**ASSIGNED TASK:**
Give all of the data below again exactly, and drop the images.

*** INFORMATION GIVEN ***

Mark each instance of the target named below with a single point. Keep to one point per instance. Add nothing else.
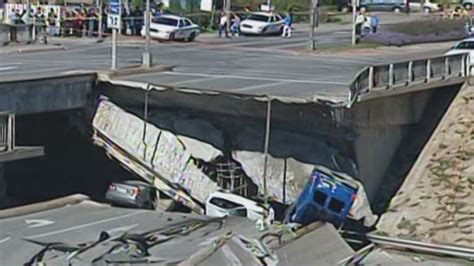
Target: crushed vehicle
(331, 197)
(132, 193)
(221, 204)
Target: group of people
(39, 17)
(76, 21)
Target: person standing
(52, 23)
(138, 14)
(223, 25)
(235, 27)
(90, 22)
(287, 23)
(374, 21)
(14, 18)
(41, 26)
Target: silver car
(132, 193)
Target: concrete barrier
(4, 34)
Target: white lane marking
(231, 258)
(84, 225)
(252, 78)
(5, 239)
(121, 229)
(38, 222)
(192, 80)
(7, 68)
(260, 86)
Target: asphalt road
(248, 65)
(81, 223)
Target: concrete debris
(284, 175)
(171, 238)
(436, 202)
(150, 152)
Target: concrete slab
(435, 203)
(21, 153)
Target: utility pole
(114, 49)
(266, 146)
(146, 57)
(114, 20)
(314, 18)
(101, 13)
(227, 13)
(354, 13)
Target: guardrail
(7, 131)
(403, 74)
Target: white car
(170, 27)
(428, 6)
(221, 204)
(262, 23)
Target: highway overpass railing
(7, 131)
(393, 76)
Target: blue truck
(326, 197)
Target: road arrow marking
(5, 239)
(37, 222)
(8, 68)
(120, 229)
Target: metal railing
(7, 131)
(403, 74)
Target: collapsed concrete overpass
(359, 133)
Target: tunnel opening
(71, 164)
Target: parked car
(220, 204)
(132, 193)
(171, 27)
(467, 4)
(396, 6)
(345, 6)
(426, 7)
(262, 23)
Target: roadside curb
(42, 49)
(25, 50)
(43, 206)
(105, 75)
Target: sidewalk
(30, 48)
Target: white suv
(467, 4)
(427, 7)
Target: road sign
(115, 12)
(113, 21)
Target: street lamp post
(354, 11)
(101, 13)
(313, 23)
(146, 58)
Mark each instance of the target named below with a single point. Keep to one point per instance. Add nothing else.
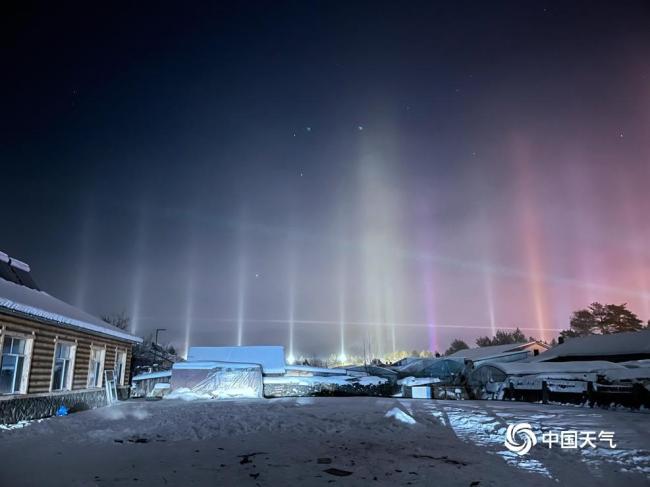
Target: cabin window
(96, 367)
(120, 366)
(14, 365)
(63, 369)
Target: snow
(418, 381)
(531, 368)
(340, 380)
(315, 370)
(19, 264)
(482, 353)
(207, 364)
(632, 343)
(271, 358)
(400, 415)
(39, 304)
(153, 375)
(294, 441)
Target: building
(513, 352)
(53, 354)
(226, 372)
(617, 347)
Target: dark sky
(324, 174)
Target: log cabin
(53, 354)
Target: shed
(217, 379)
(512, 352)
(617, 347)
(269, 358)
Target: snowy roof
(153, 375)
(212, 364)
(532, 368)
(271, 358)
(631, 343)
(39, 304)
(481, 353)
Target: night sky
(322, 175)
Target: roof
(271, 358)
(211, 364)
(481, 353)
(152, 375)
(532, 368)
(630, 343)
(20, 299)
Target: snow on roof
(271, 358)
(19, 264)
(630, 343)
(314, 370)
(481, 353)
(152, 375)
(39, 304)
(212, 364)
(532, 368)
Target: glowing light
(138, 274)
(241, 297)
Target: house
(261, 371)
(617, 347)
(53, 354)
(513, 352)
(595, 381)
(225, 372)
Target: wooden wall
(45, 337)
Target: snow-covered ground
(320, 441)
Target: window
(120, 366)
(14, 365)
(63, 369)
(96, 367)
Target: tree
(120, 320)
(456, 345)
(599, 319)
(503, 337)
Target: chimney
(22, 271)
(6, 272)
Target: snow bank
(400, 415)
(418, 381)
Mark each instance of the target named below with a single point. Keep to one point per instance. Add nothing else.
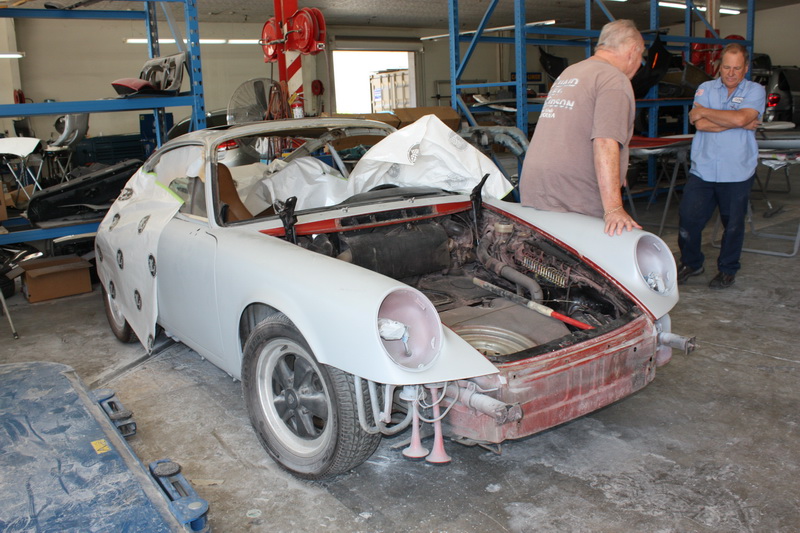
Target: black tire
(304, 413)
(116, 320)
(7, 286)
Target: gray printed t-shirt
(591, 99)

*** End of INFORMATION GIVEN ***

**TASK RESPONSE:**
Mark each instance of the target named below with a single point. Keep to one point per instance. Add nothing else.
Target: crushed vehicle
(331, 197)
(132, 193)
(221, 204)
Target: group of people
(39, 17)
(76, 21)
Target: person standing
(52, 23)
(138, 14)
(223, 25)
(235, 27)
(90, 22)
(287, 23)
(374, 21)
(14, 18)
(41, 26)
Target: silver car
(132, 193)
Target: concrete barrier
(4, 34)
Target: white lane marking
(231, 258)
(84, 225)
(252, 78)
(5, 239)
(121, 229)
(38, 222)
(192, 80)
(7, 68)
(260, 86)
Target: asphalt road
(248, 65)
(81, 223)
Target: concrete debris
(284, 175)
(171, 238)
(436, 202)
(150, 152)
Target: concrete slab
(435, 203)
(21, 153)
Target: utility pole
(114, 49)
(266, 146)
(146, 57)
(114, 20)
(314, 18)
(101, 13)
(227, 13)
(354, 13)
Target: guardrail
(7, 131)
(403, 74)
Target: white car
(170, 27)
(428, 6)
(221, 204)
(262, 23)
Target: highway overpass railing
(7, 131)
(393, 76)
Target: blue truck
(326, 197)
Target: road arrow marking
(5, 239)
(37, 222)
(8, 68)
(120, 229)
Target: metal railing
(7, 131)
(403, 74)
Target: collapsed concrete overpass
(359, 133)
Target: tunnel opening
(71, 164)
Target: parked car
(220, 204)
(132, 193)
(171, 27)
(467, 4)
(396, 6)
(345, 6)
(426, 7)
(262, 23)
Target: roadside curb
(42, 49)
(25, 50)
(43, 206)
(105, 75)
Target: sidewalk
(30, 48)
Target: white suv
(467, 4)
(427, 7)
Target: road sign
(115, 12)
(113, 21)
Target: street lamp post
(354, 11)
(101, 13)
(313, 23)
(146, 58)
Mark each instance of the target named below with a single point. Keep to one point per instance. Add nothing else.
Target: cabin window
(96, 367)
(120, 366)
(14, 365)
(63, 369)
Target: snow
(418, 381)
(531, 368)
(340, 380)
(315, 370)
(19, 264)
(482, 353)
(207, 364)
(632, 343)
(271, 358)
(400, 415)
(39, 304)
(153, 375)
(294, 441)
Target: building
(513, 352)
(53, 354)
(226, 372)
(617, 347)
Target: dark sky
(324, 174)
Target: log cabin
(53, 354)
Target: shed
(217, 379)
(512, 352)
(617, 347)
(269, 358)
Target: snowy roof
(153, 375)
(212, 364)
(532, 368)
(271, 358)
(631, 343)
(39, 304)
(481, 353)
Target: night sky
(322, 175)
Target: roof
(271, 358)
(211, 364)
(481, 353)
(152, 375)
(532, 368)
(630, 343)
(20, 299)
Target: snow on roof
(271, 358)
(19, 264)
(630, 343)
(314, 370)
(481, 353)
(152, 375)
(39, 304)
(212, 364)
(532, 368)
Target: glowing light
(138, 274)
(241, 297)
Target: house
(261, 371)
(617, 347)
(53, 354)
(513, 352)
(595, 381)
(225, 372)
Target: wooden wall
(45, 337)
Target: snow-covered ground
(320, 441)
Target: window
(120, 366)
(14, 365)
(63, 369)
(96, 367)
Target: tree
(120, 320)
(456, 345)
(599, 319)
(503, 337)
Target: chimney
(22, 271)
(6, 272)
Target: snow bank
(400, 415)
(418, 381)
Mark each instance of the target named below with a single point. Keep to one point per instance. Add nothing else.
Target: black tire
(304, 413)
(116, 320)
(7, 286)
Target: gray printed t-shirt
(591, 99)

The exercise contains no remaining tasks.